(Free-text object descriptions)
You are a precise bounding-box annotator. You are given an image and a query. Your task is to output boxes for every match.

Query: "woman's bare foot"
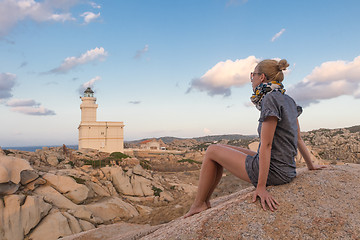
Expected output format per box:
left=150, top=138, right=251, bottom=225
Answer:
left=184, top=202, right=209, bottom=218
left=206, top=200, right=211, bottom=209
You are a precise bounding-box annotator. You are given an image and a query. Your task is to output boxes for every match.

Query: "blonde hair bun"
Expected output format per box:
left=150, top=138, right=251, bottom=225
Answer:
left=278, top=59, right=289, bottom=71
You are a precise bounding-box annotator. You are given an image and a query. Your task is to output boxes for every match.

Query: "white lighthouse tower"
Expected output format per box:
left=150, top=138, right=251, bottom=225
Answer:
left=78, top=87, right=124, bottom=153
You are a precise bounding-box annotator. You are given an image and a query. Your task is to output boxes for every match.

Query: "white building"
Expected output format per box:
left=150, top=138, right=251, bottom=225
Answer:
left=140, top=139, right=161, bottom=150
left=78, top=87, right=124, bottom=153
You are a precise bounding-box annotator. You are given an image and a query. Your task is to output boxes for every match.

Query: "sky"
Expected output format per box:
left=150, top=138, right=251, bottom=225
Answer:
left=1, top=0, right=360, bottom=147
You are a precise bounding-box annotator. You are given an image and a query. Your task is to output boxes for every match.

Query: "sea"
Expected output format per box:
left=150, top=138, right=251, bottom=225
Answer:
left=2, top=145, right=78, bottom=152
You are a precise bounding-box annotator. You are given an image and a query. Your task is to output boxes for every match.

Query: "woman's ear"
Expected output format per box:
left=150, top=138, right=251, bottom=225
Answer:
left=260, top=73, right=266, bottom=82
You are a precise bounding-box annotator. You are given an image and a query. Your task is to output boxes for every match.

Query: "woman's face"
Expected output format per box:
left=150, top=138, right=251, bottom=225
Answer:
left=250, top=67, right=264, bottom=90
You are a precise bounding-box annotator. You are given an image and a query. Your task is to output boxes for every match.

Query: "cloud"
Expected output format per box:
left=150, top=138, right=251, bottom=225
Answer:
left=5, top=98, right=55, bottom=116
left=0, top=0, right=79, bottom=37
left=78, top=76, right=101, bottom=95
left=271, top=28, right=286, bottom=42
left=187, top=56, right=259, bottom=97
left=10, top=106, right=55, bottom=116
left=134, top=44, right=149, bottom=59
left=129, top=101, right=141, bottom=104
left=288, top=56, right=360, bottom=106
left=6, top=98, right=40, bottom=107
left=203, top=128, right=212, bottom=135
left=90, top=2, right=101, bottom=9
left=0, top=73, right=16, bottom=99
left=81, top=11, right=100, bottom=24
left=50, top=47, right=108, bottom=74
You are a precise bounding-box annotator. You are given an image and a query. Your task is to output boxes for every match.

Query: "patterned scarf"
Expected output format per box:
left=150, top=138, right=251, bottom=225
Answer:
left=250, top=81, right=286, bottom=110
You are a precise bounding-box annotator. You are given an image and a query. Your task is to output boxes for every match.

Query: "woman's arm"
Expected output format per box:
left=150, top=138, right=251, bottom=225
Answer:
left=252, top=116, right=279, bottom=211
left=297, top=119, right=327, bottom=170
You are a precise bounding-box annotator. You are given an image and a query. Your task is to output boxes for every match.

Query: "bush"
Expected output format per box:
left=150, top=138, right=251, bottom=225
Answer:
left=3, top=149, right=14, bottom=155
left=83, top=158, right=112, bottom=168
left=70, top=176, right=86, bottom=185
left=110, top=152, right=130, bottom=159
left=178, top=159, right=201, bottom=165
left=140, top=160, right=151, bottom=170
left=152, top=186, right=163, bottom=197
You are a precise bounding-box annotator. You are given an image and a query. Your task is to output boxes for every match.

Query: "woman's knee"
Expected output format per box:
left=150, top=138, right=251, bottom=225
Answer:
left=205, top=144, right=221, bottom=156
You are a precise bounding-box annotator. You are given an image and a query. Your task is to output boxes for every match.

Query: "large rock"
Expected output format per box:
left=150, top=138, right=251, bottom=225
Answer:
left=132, top=164, right=152, bottom=179
left=0, top=195, right=51, bottom=240
left=1, top=195, right=23, bottom=240
left=64, top=164, right=360, bottom=240
left=78, top=219, right=95, bottom=231
left=0, top=156, right=33, bottom=184
left=29, top=211, right=73, bottom=240
left=20, top=169, right=39, bottom=185
left=21, top=195, right=52, bottom=235
left=0, top=181, right=19, bottom=195
left=62, top=212, right=82, bottom=234
left=110, top=167, right=134, bottom=195
left=42, top=173, right=89, bottom=204
left=85, top=197, right=139, bottom=222
left=60, top=222, right=156, bottom=240
left=34, top=185, right=78, bottom=210
left=86, top=181, right=111, bottom=197
left=46, top=154, right=59, bottom=166
left=130, top=174, right=153, bottom=196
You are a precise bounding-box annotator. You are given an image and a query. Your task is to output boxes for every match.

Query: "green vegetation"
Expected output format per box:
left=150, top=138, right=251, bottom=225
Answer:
left=331, top=130, right=344, bottom=137
left=82, top=152, right=130, bottom=168
left=178, top=159, right=201, bottom=164
left=191, top=143, right=211, bottom=151
left=152, top=186, right=163, bottom=197
left=140, top=160, right=151, bottom=170
left=346, top=125, right=360, bottom=133
left=70, top=175, right=86, bottom=185
left=3, top=149, right=14, bottom=155
left=170, top=185, right=176, bottom=190
left=110, top=152, right=130, bottom=159
left=83, top=158, right=112, bottom=168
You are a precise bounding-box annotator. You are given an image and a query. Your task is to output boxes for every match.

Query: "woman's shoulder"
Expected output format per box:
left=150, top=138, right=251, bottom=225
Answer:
left=262, top=90, right=283, bottom=103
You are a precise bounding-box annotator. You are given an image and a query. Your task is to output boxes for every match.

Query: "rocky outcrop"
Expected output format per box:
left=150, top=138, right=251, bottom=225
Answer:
left=0, top=195, right=52, bottom=240
left=64, top=164, right=360, bottom=240
left=0, top=156, right=35, bottom=195
left=302, top=127, right=360, bottom=163
left=29, top=211, right=73, bottom=240
left=42, top=173, right=89, bottom=204
left=0, top=148, right=180, bottom=240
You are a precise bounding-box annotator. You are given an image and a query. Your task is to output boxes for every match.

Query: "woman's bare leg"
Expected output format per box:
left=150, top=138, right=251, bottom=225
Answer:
left=218, top=144, right=257, bottom=156
left=205, top=162, right=223, bottom=208
left=184, top=144, right=252, bottom=218
left=204, top=144, right=255, bottom=207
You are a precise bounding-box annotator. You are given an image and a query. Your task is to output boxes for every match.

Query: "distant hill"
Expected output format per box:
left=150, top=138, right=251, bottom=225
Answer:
left=125, top=134, right=257, bottom=145
left=345, top=125, right=360, bottom=133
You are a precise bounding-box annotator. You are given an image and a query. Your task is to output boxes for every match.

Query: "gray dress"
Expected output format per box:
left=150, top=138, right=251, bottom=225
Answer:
left=245, top=91, right=302, bottom=187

▶ Requirement
For each line in the data that holds the word "woman", copy the line.

▶ Solved exercise
Query: "woman's bare foot"
Query: "woman's ear"
Query: "woman's face"
Query: "woman's arm"
Query: "woman's knee"
Query: "woman's shoulder"
Query: "woman's bare leg"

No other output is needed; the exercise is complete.